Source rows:

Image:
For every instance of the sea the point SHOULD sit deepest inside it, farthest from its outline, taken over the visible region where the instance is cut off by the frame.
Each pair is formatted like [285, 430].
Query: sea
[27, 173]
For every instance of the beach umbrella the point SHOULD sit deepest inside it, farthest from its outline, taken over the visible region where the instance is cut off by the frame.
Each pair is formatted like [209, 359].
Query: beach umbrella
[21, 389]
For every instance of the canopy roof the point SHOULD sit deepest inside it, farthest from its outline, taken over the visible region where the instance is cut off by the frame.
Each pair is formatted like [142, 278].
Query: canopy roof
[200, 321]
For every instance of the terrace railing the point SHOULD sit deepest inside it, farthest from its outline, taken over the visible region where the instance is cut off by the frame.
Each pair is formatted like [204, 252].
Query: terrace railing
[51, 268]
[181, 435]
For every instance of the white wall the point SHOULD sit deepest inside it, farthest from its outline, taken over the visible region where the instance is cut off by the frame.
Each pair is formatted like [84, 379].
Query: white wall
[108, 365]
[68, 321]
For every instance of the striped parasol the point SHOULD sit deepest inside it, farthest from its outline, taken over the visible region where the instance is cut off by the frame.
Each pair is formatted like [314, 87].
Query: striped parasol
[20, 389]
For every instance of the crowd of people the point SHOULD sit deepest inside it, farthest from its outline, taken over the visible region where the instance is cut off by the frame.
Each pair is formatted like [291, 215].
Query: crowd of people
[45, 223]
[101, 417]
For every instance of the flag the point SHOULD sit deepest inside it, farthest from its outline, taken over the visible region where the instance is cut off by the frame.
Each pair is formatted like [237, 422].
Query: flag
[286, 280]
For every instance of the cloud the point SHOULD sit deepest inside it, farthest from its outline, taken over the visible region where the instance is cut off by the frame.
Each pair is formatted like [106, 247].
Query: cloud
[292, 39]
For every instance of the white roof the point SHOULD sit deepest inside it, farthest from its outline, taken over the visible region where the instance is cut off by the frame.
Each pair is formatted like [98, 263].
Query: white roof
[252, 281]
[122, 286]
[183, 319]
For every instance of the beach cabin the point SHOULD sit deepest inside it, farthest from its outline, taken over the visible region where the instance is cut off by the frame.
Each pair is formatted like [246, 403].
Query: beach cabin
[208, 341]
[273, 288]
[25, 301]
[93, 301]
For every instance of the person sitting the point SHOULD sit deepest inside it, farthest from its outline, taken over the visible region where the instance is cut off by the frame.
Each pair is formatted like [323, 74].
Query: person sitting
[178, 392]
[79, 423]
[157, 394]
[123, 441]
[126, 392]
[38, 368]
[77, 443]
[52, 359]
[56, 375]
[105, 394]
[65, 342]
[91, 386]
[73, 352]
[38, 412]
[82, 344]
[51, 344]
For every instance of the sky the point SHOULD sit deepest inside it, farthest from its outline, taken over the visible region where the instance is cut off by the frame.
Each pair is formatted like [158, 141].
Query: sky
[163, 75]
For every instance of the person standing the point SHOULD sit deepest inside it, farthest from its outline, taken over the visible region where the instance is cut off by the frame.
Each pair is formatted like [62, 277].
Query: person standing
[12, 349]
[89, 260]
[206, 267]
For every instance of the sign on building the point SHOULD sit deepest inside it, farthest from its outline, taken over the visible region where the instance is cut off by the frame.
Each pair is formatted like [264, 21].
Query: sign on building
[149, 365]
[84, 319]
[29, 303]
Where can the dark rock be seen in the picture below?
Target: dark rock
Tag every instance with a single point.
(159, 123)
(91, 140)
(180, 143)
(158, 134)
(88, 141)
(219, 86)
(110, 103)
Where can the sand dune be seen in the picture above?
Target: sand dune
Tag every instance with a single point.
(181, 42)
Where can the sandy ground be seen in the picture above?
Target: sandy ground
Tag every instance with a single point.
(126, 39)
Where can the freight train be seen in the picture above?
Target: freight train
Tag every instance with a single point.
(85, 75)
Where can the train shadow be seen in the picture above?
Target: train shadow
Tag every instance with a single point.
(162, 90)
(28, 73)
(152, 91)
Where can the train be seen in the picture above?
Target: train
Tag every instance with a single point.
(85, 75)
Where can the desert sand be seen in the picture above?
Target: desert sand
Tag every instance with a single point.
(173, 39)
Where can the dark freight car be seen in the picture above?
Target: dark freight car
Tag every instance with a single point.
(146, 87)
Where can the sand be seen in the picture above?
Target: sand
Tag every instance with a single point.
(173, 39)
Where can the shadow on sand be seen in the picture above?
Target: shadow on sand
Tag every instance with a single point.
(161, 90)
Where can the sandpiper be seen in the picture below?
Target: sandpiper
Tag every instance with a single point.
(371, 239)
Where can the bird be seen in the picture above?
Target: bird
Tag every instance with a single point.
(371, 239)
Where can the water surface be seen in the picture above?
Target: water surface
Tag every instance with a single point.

WHAT YOU HAVE TO DO: Repeat every line from the one with "Where can the sandpiper" up to and including the last line of the rows, requests included, shifting each point coordinate in the answers by -82.

WRITTEN RESPONSE:
Where can the sandpiper be seen in the picture below?
Target: sandpiper
Tag every instance with a single point.
(289, 157)
Where can the bird be seen in the picture above?
Target: bird
Tag every instance with a single point.
(289, 157)
Where can the water surface be seen in the picture above?
Target: water surface
Tag every instance with a single point.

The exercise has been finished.